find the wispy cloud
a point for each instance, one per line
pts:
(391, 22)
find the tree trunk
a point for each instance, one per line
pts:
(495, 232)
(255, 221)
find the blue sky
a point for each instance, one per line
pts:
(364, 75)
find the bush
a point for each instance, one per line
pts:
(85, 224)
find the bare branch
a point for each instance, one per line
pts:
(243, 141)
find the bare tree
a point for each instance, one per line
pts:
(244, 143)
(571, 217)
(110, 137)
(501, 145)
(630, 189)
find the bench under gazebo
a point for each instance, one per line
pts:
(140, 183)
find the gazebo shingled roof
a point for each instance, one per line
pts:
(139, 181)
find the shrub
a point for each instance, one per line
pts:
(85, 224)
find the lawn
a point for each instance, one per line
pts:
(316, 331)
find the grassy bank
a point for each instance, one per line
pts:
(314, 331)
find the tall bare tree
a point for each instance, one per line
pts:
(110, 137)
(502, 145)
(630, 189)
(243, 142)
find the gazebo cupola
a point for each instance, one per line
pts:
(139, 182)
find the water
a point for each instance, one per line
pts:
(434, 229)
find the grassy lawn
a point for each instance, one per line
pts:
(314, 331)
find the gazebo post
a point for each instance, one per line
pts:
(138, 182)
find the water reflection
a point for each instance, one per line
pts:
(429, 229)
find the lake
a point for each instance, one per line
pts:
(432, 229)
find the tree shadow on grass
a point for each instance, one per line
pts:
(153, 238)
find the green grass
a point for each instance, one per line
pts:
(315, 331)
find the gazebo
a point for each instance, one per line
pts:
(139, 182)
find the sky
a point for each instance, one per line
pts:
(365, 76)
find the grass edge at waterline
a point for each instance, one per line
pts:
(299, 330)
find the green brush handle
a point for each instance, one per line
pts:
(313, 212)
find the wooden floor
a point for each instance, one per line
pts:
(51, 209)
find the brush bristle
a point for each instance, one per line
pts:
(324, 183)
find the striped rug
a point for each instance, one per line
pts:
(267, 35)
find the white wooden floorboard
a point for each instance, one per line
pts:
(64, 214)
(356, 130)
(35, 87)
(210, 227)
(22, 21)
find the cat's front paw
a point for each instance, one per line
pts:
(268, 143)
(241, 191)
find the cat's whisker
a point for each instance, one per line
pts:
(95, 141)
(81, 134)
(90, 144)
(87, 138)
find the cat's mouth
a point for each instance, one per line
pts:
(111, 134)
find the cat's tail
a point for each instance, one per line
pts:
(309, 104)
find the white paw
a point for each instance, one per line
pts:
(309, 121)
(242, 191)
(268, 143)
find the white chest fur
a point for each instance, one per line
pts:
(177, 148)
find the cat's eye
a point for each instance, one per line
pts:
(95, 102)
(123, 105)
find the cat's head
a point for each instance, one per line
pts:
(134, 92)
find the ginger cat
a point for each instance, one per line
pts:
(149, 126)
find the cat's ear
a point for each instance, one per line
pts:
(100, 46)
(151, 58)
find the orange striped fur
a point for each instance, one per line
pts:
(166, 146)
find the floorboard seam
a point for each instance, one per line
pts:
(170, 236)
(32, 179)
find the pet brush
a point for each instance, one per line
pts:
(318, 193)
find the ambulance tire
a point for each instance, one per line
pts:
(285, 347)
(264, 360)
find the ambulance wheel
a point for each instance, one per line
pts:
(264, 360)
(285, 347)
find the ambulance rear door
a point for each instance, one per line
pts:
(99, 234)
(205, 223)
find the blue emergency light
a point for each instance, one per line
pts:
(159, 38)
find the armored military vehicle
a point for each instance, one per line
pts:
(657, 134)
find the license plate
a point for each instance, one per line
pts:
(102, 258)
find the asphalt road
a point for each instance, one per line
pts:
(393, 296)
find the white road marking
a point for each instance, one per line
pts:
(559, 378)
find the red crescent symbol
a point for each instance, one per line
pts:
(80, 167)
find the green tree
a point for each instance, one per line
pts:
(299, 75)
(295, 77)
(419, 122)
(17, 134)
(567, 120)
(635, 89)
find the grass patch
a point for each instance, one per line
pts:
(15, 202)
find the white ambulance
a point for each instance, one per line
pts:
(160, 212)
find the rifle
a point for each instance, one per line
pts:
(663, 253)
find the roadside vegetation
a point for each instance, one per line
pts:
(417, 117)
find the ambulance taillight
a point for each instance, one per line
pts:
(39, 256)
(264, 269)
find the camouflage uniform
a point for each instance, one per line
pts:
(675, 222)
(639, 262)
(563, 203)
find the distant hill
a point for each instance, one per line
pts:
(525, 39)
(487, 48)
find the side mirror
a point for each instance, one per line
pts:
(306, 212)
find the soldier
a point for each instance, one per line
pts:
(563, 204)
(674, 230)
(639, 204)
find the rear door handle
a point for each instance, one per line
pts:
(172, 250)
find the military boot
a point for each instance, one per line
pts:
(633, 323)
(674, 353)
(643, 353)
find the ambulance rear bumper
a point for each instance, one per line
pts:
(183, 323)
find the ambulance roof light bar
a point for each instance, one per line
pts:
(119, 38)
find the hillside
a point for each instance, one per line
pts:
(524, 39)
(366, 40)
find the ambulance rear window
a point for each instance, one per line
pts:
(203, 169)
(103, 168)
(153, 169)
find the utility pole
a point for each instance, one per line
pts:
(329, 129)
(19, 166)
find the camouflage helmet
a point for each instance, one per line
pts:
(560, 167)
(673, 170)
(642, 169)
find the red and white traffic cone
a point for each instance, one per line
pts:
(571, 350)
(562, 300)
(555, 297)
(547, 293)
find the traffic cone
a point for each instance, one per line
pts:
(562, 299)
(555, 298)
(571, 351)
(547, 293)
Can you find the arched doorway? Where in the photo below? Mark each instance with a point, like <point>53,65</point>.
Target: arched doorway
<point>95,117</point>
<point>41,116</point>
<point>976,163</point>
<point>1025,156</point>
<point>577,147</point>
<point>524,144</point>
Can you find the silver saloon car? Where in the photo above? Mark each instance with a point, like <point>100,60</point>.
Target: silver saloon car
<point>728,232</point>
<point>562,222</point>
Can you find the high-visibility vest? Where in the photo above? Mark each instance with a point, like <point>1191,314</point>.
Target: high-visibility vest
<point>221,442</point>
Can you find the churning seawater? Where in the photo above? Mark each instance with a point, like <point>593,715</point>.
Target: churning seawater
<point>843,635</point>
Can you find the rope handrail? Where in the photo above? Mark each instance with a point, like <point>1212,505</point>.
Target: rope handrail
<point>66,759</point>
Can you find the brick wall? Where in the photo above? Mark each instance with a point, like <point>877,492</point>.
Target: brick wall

→ **EXERCISE AIM**:
Take the records above and return them exactly as written.

→ **THE REPLY**:
find the wispy cloud
a point for each instance, one per line
pts:
(391, 22)
find the tree trunk
a point for each instance, one per line
pts:
(495, 232)
(255, 221)
find the blue sky
a point for each instance, one per line
pts:
(364, 75)
find the bush
a point for each instance, one per line
pts:
(85, 224)
find the bare branch
a point for each instance, one per line
pts:
(243, 141)
find the bare tree
a point for each instance, one per line
pts:
(244, 143)
(571, 217)
(110, 137)
(501, 145)
(630, 189)
find the bench under gazebo
a point for each instance, one per line
pts:
(140, 183)
find the gazebo shingled roof
a point for each instance, one per line
pts:
(139, 181)
find the shrub
a point for each instance, one per line
pts:
(85, 224)
find the lawn
a point for each instance, one per line
pts:
(316, 331)
find the grassy bank
a point for each instance, one per line
pts:
(314, 331)
find the tall bare tree
a point for each instance, one per line
pts:
(110, 137)
(502, 145)
(630, 189)
(243, 142)
find the gazebo cupola
a point for each instance, one per line
pts:
(139, 182)
find the water
a point for each instance, one per line
pts:
(434, 229)
find the grassy lawn
a point for each instance, one per line
pts:
(314, 331)
find the gazebo post
a point for each instance, one per line
pts:
(138, 182)
find the water reflection
a point for each instance, one per line
pts:
(429, 229)
find the lake
a point for each instance, one per line
pts:
(432, 229)
find the tree shadow on grass
a point for each instance, one per line
pts:
(153, 238)
find the green grass
a point for each instance, one per line
pts:
(315, 331)
find the gazebo
a point for each instance, one per line
pts:
(139, 182)
find the sky
a point for each instance, one per line
pts:
(365, 76)
find the grass edge at waterline
a point for each instance, one per line
pts:
(299, 330)
find the green brush handle
a point for each instance, one per line
pts:
(313, 212)
find the wooden floor
a point for each instance, one per line
pts:
(51, 209)
find the brush bristle
a point for each instance, one per line
pts:
(324, 183)
find the striped rug
a point for each instance, one per line
pts:
(267, 35)
find the white wooden floorboard
a point for each instance, one per line
pts:
(64, 214)
(356, 130)
(35, 87)
(210, 227)
(22, 21)
find the cat's front paw
a point for each instance, one per line
pts:
(268, 143)
(241, 191)
find the cat's whisker
a point for each instance, one per line
pts:
(95, 141)
(81, 134)
(90, 144)
(87, 138)
find the cat's mouth
a point for each instance, one per line
pts:
(111, 134)
find the cat's tail
a point for each instance, one per line
pts:
(309, 104)
find the white paw
a point for each instance, one per line
pts:
(309, 121)
(242, 191)
(268, 143)
find the white chest fur
a point for each instance, one per line
pts:
(177, 148)
find the cat's eye
a point for each instance, one per line
pts:
(95, 102)
(123, 105)
find the cat's head
a point for each instance, one per line
pts:
(134, 92)
find the ginger cat
a point for each instance, one per line
pts:
(149, 126)
find the cat's ear
a point for each instance, one per line
pts:
(100, 46)
(151, 58)
find the orange striped fur
a point for each instance, one per line
pts:
(166, 146)
find the floorboard seam
a point for each instance, one per line
pts:
(170, 236)
(32, 179)
find the pet brush
a point for each instance, one per line
pts:
(318, 193)
find the ambulance tire
a point for each instance, one per line
pts:
(285, 347)
(264, 360)
find the ambulance wheel
a point for each instance, one per line
pts:
(264, 360)
(285, 347)
find the ambulance rear door
a point for each instance, one per line
pts:
(99, 234)
(205, 223)
find the blue emergency light
a point for each instance, one per line
pts:
(159, 38)
find the armored military vehicle
a point for each instance, one per line
pts:
(657, 134)
find the license plate
a point for each instance, one per line
pts:
(102, 258)
find the asphalt road
a point for each instance, one per line
pts:
(393, 296)
find the white road marking
a point for each instance, one per line
pts:
(559, 378)
find the red crescent symbol
a point for each instance, one per line
pts:
(80, 167)
find the green tree
a point for each instance, one per line
pts:
(299, 75)
(295, 77)
(419, 122)
(17, 134)
(567, 120)
(635, 89)
find the grass patch
a point for each instance, one per line
pts:
(15, 202)
find the white ambulance
a point for each instance, one per line
pts:
(160, 212)
find the rifle
a point for each instance, one per line
pts:
(663, 253)
find the roadside vegetation
a point for each instance, one per line
pts:
(417, 117)
find the ambulance taillight
a point for each instance, one per line
pts:
(39, 256)
(264, 269)
find the camouflage uniform
a point for each instance, one per line
pts:
(675, 222)
(639, 262)
(563, 203)
find the distant hill
a point for each instance, one per line
pts:
(525, 39)
(487, 48)
find the side mirror
a point for each instance, one per line
pts:
(306, 212)
find the soldier
a point for each instance, one per line
pts:
(563, 204)
(674, 230)
(639, 204)
find the rear door handle
a point for each instance, one per line
pts:
(172, 250)
find the military boot
a point for each instance, one per line
pts:
(633, 323)
(674, 353)
(643, 353)
find the ambulance rear bumper
a point for each instance, one per line
pts:
(183, 323)
find the ambulance roof light bar
a point for each instance, one per line
pts:
(119, 38)
find the hillside
a point for each instance, one per line
pts:
(524, 39)
(366, 40)
find the ambulance rear window
a point for each instance, one per line
pts:
(203, 169)
(103, 168)
(153, 169)
find the utility pole
a point for each instance, one per line
pts:
(329, 129)
(19, 166)
find the camouflage helmet
a point for each instance, one per line
pts:
(560, 167)
(673, 170)
(642, 169)
find the red and white traffic cone
a point for each instance, one per line
pts:
(571, 350)
(562, 300)
(555, 297)
(547, 293)
find the traffic cone
a point for each instance, one per line
pts:
(562, 299)
(555, 298)
(571, 351)
(547, 293)
Can you find the arched doorway? Where in the photo below? Mark each instance with a point, like <point>53,65</point>.
Target: arched doorway
<point>95,117</point>
<point>41,116</point>
<point>976,163</point>
<point>1025,156</point>
<point>577,147</point>
<point>524,144</point>
Can you find the silver saloon car? Where in the photo above? Mark each instance with a point, like <point>100,60</point>.
Target: silver saloon car
<point>728,232</point>
<point>562,222</point>
Can you find the high-visibility vest? Where in the photo above? Mark each instance with a point, like <point>1191,314</point>.
Target: high-visibility vest
<point>221,442</point>
Can you find the churning seawater? Where in the photo above? Mark each instance with a point, like <point>593,715</point>.
Target: churning seawater
<point>843,635</point>
Can you find the rope handrail? Where in the photo above? Mark each instance with a point, like <point>1212,505</point>.
Target: rope handrail
<point>66,759</point>
Can you find the brick wall? Where in the photo above? Mark each instance with a point, like <point>877,492</point>.
Target: brick wall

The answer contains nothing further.